▸ **Problem to work on**:
If a line in the records below holds the word "basket", copy it.

________________________

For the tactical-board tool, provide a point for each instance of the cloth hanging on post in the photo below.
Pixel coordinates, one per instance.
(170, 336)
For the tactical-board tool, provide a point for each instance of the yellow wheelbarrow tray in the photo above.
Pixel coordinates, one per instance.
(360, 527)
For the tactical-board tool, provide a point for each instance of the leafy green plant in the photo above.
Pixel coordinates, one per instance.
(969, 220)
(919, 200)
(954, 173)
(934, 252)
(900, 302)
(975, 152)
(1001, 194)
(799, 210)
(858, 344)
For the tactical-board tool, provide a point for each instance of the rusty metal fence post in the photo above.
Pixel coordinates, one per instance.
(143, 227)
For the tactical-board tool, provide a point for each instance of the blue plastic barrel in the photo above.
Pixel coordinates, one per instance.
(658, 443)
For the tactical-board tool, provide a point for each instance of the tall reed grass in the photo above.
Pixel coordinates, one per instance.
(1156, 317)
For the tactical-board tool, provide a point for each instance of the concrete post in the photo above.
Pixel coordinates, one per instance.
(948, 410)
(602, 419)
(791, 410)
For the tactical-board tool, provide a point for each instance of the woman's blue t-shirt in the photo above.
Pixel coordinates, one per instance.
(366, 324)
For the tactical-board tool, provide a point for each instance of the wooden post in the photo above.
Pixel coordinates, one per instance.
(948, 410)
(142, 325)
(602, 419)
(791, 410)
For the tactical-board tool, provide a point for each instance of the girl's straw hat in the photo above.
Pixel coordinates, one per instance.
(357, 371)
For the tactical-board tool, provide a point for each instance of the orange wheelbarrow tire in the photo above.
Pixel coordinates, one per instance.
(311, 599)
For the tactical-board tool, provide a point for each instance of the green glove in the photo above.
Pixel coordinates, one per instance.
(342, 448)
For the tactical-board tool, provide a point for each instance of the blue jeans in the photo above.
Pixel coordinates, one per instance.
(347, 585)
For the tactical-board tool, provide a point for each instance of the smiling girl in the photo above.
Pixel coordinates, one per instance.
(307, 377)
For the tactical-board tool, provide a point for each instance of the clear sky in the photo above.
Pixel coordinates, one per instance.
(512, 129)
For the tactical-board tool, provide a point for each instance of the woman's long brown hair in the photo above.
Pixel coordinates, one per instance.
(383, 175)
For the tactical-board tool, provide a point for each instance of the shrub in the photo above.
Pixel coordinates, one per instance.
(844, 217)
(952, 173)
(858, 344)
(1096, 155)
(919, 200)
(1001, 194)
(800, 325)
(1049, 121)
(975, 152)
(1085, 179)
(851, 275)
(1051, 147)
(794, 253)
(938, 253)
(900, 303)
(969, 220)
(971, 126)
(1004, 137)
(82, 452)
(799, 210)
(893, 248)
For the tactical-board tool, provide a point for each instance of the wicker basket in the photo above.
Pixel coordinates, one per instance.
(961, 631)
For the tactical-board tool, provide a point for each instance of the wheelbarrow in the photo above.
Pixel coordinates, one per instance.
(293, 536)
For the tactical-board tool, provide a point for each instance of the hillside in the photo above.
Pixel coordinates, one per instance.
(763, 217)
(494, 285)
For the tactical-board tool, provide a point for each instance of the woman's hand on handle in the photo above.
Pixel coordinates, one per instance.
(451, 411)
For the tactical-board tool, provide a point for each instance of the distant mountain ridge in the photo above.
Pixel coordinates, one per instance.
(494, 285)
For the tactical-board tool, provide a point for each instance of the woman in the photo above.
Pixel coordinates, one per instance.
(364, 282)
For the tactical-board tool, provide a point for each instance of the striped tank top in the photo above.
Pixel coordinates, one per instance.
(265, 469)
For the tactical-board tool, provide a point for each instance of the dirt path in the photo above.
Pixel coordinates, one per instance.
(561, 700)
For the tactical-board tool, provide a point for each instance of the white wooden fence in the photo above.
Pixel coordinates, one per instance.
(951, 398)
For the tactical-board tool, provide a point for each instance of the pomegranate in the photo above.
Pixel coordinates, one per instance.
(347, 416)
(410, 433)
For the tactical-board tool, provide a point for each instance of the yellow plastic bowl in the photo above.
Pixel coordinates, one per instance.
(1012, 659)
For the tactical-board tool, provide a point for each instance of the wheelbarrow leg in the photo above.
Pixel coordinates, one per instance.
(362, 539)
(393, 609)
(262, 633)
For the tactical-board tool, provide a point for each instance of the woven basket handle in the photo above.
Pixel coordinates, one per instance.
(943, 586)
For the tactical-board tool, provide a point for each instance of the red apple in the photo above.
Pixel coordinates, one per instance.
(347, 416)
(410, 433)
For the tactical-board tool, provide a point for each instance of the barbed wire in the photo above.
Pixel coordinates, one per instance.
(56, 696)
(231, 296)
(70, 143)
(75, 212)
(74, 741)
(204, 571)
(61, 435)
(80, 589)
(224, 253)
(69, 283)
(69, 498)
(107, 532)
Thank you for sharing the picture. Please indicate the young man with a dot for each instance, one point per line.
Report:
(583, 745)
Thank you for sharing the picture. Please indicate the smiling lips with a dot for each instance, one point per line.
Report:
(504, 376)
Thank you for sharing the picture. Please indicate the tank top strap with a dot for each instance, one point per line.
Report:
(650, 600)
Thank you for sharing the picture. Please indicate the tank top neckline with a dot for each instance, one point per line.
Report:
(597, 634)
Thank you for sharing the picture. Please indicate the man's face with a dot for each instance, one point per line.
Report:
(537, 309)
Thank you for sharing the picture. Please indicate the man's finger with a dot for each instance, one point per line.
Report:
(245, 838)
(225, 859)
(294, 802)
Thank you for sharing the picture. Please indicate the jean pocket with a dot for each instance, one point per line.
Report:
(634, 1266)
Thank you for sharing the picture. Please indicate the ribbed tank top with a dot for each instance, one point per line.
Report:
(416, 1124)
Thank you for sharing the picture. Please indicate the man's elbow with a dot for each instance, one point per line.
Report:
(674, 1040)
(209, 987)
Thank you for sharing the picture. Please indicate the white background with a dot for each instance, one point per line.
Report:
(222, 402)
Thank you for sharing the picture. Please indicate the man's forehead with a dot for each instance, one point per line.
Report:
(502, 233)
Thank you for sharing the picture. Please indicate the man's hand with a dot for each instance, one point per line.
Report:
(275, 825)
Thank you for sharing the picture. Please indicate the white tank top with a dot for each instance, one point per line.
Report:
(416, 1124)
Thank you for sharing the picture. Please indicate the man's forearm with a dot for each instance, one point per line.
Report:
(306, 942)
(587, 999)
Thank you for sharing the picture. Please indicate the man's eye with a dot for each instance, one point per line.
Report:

________________________

▸ **The answer**:
For the tactical-board tool, provide a point for each instance of the wicker basket in the photo above.
For the tactical-board tool, provide a point for each instance of the woven basket handle in the photo above.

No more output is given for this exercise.